WHAT NEEDS TO BE DONE:
All of the listing below must be repeated word for word. Pictures are the only thing to omit.

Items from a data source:

----------------------------------------

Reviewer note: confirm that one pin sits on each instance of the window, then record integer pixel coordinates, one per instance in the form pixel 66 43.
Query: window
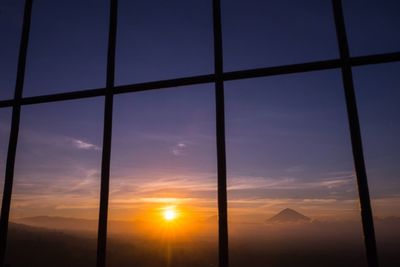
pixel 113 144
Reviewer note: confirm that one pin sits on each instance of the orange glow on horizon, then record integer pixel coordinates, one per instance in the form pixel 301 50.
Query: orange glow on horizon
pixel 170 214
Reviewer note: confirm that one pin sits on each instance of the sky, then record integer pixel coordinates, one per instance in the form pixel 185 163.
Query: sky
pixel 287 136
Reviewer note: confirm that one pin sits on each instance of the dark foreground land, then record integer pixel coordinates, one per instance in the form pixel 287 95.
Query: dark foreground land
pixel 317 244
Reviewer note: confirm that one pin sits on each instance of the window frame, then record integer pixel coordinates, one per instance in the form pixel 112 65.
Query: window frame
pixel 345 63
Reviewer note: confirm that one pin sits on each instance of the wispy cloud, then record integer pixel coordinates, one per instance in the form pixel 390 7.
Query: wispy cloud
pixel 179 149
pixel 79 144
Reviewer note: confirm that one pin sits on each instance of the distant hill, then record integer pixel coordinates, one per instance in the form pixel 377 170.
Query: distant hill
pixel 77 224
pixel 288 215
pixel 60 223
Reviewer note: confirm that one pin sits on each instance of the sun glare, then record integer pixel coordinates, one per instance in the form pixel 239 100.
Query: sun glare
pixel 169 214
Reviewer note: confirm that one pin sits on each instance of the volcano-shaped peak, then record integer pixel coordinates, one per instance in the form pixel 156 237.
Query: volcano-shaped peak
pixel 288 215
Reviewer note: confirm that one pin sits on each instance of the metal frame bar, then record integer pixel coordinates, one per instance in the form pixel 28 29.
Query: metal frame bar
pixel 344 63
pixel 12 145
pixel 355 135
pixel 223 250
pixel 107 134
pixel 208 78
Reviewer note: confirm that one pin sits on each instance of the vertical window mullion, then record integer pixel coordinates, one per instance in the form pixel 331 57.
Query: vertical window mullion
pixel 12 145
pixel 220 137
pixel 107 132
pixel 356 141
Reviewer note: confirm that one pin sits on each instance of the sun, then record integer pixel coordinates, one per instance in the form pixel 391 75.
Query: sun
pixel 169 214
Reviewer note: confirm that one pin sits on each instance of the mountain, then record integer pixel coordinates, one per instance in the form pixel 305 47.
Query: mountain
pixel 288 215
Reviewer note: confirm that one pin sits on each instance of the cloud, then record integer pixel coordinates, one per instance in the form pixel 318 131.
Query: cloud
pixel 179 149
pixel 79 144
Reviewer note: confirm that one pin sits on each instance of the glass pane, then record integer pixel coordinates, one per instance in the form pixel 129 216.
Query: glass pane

----------------------------------------

CORRECT ANSWER:
Reviewer note: confirm that one pin sits on each instance of the window, then record integer pixel coordinates, one per instance in the form pixel 66 43.
Query: window
pixel 113 144
Reviewer note: confirm that one pin sits on each instance of the orange glow on horizon, then record integer pixel coordinates, one per instance in the form pixel 301 50.
Query: orange glow on horizon
pixel 170 214
Reviewer note: confirm that one pin sits on each instance of the sky, then record integer pixel coordinates, one per instance in the form pixel 185 163.
Query: sky
pixel 287 136
Reviewer note: confirm that one pin sits on each instance of the dark foreground land, then record integer pixel coordinates, one per instance in the form pixel 287 95.
Query: dark foreground land
pixel 317 244
Reviewer note: confirm that one pin sits on each instance of the window frame, then record integer pixel coordinates, one per instance in the form pixel 112 65.
Query: window frame
pixel 345 63
Reviewer note: confirm that one pin sits on each instance of the wispy cloud, then record integer pixel coordinates, one per instance in the form pixel 390 7.
Query: wispy cloud
pixel 179 149
pixel 79 144
Reviewer note: confirm that one pin sits on each instance of the distant hill, then record integer pixel coordinates, one per instance in the form pixel 377 170.
Query: distant hill
pixel 77 224
pixel 288 215
pixel 60 223
Reviewer note: confirm that one pin sits on each instance of the sun glare, then record integer pixel coordinates, one per instance in the form pixel 239 100.
Query: sun glare
pixel 169 214
Reviewer note: confirm that one pin sits on each instance of the volcano-shaped peak, then record integer pixel coordinates, one per instance in the form pixel 156 237.
Query: volcano-shaped peak
pixel 288 215
Reviewer note: confirm that one pin sits on each instance of the metal frame bar, then record integer pixel coordinates, one per instance in the form pixel 28 29.
Query: metal frame bar
pixel 344 63
pixel 12 145
pixel 355 135
pixel 223 250
pixel 107 134
pixel 208 78
Reviewer note: confirm that one pin sits on each instance of the vertical window mullion, then record integer pixel coordinates, one per instance in the form pixel 331 57.
Query: vertical window mullion
pixel 12 145
pixel 220 137
pixel 107 132
pixel 356 141
Reviewer note: confirm that one pin sits on each instance of the sun, then record integer pixel coordinates, one per instance in the form pixel 391 75.
Query: sun
pixel 169 214
Reviewer note: confirm that one pin sits on each instance of the mountain, then record integer pixel coordinates, one per instance in the form pixel 305 47.
Query: mountain
pixel 288 215
Reviewer note: confirm that one pin sits on each instance of the cloud, then record integer pixel coordinates, one per instance in the form pixel 318 131.
Query: cloud
pixel 179 149
pixel 79 144
Reviewer note: confirm that one pin sits on each instance of the glass pane, then record integer pixel coordinates, one per instance in the form pixel 129 216.
Query: glass pane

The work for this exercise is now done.